**Task to carry out**
List each line below that contains the string "arch", copying every such line in full.

**Data to process**
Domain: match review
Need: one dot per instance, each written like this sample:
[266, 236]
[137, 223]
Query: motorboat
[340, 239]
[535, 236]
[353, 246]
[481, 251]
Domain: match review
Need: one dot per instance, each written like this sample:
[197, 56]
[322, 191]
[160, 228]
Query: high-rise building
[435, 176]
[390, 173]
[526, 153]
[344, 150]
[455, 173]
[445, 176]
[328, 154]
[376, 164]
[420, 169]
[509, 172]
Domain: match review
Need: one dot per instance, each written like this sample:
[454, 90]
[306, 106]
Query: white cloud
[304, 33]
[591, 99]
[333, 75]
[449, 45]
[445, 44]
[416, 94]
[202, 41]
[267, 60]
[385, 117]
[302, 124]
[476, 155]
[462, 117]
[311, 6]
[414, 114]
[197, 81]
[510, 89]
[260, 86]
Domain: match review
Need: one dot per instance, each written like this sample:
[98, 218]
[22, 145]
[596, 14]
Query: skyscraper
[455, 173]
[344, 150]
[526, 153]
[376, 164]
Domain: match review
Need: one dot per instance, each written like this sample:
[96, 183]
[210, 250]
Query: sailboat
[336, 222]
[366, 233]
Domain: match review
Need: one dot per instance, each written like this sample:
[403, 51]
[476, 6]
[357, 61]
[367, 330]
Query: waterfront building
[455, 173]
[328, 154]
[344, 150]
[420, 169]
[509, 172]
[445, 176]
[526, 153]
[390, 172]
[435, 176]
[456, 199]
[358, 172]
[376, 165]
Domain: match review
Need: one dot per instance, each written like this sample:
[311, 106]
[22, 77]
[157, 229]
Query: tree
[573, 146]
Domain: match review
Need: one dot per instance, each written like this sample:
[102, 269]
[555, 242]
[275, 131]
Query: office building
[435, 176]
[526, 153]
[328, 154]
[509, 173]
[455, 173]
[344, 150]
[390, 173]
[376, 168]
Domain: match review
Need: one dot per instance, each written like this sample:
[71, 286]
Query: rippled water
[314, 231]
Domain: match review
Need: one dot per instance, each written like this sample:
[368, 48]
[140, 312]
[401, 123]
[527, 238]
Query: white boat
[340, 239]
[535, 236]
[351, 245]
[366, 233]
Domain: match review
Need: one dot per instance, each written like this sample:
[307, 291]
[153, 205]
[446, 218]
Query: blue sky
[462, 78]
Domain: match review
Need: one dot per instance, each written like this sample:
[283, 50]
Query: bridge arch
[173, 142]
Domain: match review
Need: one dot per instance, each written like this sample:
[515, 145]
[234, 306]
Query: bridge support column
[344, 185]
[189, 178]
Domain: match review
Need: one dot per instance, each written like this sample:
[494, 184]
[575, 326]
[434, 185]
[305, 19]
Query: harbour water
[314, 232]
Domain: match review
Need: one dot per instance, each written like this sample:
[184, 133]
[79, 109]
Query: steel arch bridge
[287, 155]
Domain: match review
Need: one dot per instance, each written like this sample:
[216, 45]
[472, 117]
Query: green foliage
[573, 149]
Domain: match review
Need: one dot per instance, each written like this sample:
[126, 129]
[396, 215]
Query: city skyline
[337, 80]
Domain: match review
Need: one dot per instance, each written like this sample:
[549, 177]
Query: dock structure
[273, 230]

**Exercise output**
Query: bridge arch
Query: steel arch bridge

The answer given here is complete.